### To be done
Copy every line of the items below exactly as it appears, leaving the pictures out of your copy.

### Recorded information
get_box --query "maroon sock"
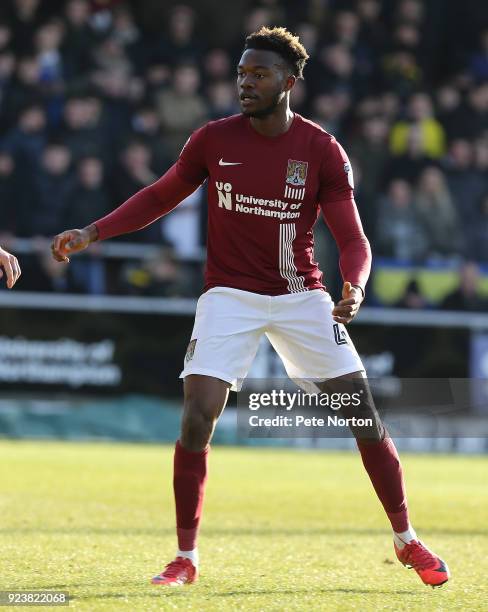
[357,437,408,533]
[173,440,209,550]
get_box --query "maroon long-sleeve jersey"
[97,114,371,295]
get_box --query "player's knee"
[180,398,215,450]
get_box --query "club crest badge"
[286,159,308,187]
[185,339,197,363]
[344,162,354,189]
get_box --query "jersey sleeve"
[176,124,208,185]
[319,137,354,205]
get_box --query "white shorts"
[180,287,364,392]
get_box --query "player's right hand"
[51,228,92,263]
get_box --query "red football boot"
[151,557,198,586]
[395,540,451,587]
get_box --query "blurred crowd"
[0,0,488,304]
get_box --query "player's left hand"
[332,281,364,325]
[0,247,20,289]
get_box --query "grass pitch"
[0,441,488,612]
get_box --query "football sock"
[357,437,409,534]
[176,548,200,567]
[173,440,209,552]
[393,523,417,550]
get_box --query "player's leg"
[318,371,450,587]
[267,291,449,585]
[152,374,231,585]
[152,288,268,585]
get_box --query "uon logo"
[215,181,232,210]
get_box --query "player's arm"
[319,139,371,323]
[51,127,206,263]
[321,200,371,323]
[0,247,21,289]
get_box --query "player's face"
[237,49,294,119]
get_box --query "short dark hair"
[244,26,308,79]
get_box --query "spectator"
[436,85,466,141]
[0,151,18,235]
[469,28,488,82]
[9,0,42,54]
[203,49,234,82]
[110,140,161,242]
[462,83,488,139]
[34,20,65,89]
[62,156,111,227]
[156,64,208,158]
[21,142,73,237]
[376,179,427,262]
[151,4,203,67]
[441,261,488,312]
[59,94,110,161]
[445,139,488,228]
[2,56,43,125]
[2,104,47,170]
[61,0,95,81]
[395,278,429,310]
[131,103,172,174]
[207,81,238,120]
[390,93,445,159]
[468,191,488,264]
[350,114,388,221]
[415,166,465,257]
[385,125,432,184]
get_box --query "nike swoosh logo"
[219,158,242,166]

### The response
get_box --query "maroon sock"
[357,437,408,533]
[173,440,209,550]
get_box --query "maroon long-sleeve jersey"
[97,114,371,295]
get_box --query "player's knee"
[180,398,215,450]
get_box --query "club crest badge"
[286,159,308,187]
[185,339,197,363]
[344,162,354,189]
get_box --query "jersey sleeve"
[176,124,208,185]
[319,137,354,205]
get_box --query "white shorts"
[180,287,364,392]
get_box --query "player's right hand"
[51,228,92,263]
get_box --query "red football boot"
[151,557,198,586]
[395,540,451,587]
get_box --query "blurred crowd"
[0,0,488,304]
get_box --query "player's left hand"
[332,281,364,325]
[0,247,20,289]
get_box --query "grass pitch"
[0,441,488,612]
get_box --query "football sock"
[357,437,409,534]
[176,548,200,567]
[173,440,209,552]
[393,523,417,550]
get_box --query "player's leg"
[318,371,450,587]
[267,291,449,585]
[152,374,231,585]
[152,288,268,585]
get_box --query "uon logo"
[215,181,232,210]
get_box --query "player's arm"
[319,139,371,323]
[51,127,206,263]
[321,200,371,323]
[0,247,21,289]
get_box --query "player's face"
[237,49,294,119]
get_box --query "short dark hair"
[244,26,308,79]
get_box --query "spectator"
[436,85,466,141]
[0,151,18,235]
[469,28,488,82]
[9,0,42,54]
[203,49,234,82]
[110,140,161,242]
[462,83,488,139]
[34,20,65,89]
[62,156,111,227]
[156,64,208,158]
[21,142,73,237]
[376,179,427,262]
[151,4,203,67]
[441,261,488,312]
[59,94,110,161]
[445,139,488,228]
[2,56,43,125]
[2,104,47,170]
[61,0,95,81]
[395,278,429,310]
[131,103,172,174]
[207,81,238,120]
[390,93,445,159]
[468,191,488,264]
[350,114,388,221]
[415,166,465,257]
[385,125,432,184]
get_box --query "nike swoosh logo"
[219,158,242,166]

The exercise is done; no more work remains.